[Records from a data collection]
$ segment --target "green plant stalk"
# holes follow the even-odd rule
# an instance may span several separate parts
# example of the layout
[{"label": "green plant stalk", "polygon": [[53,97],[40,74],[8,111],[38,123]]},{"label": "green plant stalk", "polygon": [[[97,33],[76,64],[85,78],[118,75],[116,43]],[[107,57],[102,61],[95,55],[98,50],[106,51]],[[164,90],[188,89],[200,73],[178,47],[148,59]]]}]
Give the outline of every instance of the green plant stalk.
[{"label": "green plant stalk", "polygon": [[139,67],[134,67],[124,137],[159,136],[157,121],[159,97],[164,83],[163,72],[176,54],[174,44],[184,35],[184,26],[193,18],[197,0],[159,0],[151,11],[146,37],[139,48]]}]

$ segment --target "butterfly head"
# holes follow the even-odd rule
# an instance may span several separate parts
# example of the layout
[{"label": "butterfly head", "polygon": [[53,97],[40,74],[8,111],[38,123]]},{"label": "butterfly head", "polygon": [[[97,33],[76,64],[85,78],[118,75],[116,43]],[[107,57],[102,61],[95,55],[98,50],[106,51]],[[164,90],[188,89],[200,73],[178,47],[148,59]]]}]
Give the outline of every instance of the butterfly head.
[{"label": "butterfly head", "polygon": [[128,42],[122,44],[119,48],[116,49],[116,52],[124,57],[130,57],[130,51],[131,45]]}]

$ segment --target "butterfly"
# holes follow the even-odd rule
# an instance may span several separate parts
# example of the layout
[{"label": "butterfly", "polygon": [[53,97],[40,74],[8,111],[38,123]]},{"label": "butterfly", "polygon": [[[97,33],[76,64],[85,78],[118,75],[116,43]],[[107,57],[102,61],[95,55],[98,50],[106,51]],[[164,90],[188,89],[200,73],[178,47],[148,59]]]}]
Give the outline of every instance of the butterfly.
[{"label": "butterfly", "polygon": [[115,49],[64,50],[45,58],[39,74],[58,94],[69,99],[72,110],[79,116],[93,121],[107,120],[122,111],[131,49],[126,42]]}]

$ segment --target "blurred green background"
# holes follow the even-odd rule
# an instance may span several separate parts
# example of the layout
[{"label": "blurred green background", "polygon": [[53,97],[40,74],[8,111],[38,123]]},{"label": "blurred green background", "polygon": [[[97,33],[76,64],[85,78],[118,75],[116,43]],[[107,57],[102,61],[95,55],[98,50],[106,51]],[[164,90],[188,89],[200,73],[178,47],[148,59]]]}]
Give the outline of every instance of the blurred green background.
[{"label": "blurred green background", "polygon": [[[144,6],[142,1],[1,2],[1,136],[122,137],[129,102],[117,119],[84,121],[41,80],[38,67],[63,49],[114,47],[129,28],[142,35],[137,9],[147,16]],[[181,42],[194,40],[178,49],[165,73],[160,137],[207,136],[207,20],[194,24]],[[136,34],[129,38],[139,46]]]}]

■ **OBJECTIVE**: Which lines above contain the string "Give", with case counting? Collect each of those lines in full.

■ **EXERCISE RESULT**:
Give the outline of every instance of the green plant stalk.
Give the outline of every instance of the butterfly head.
Give the outline of every instance of the butterfly.
Give the outline of every instance of the blurred green background.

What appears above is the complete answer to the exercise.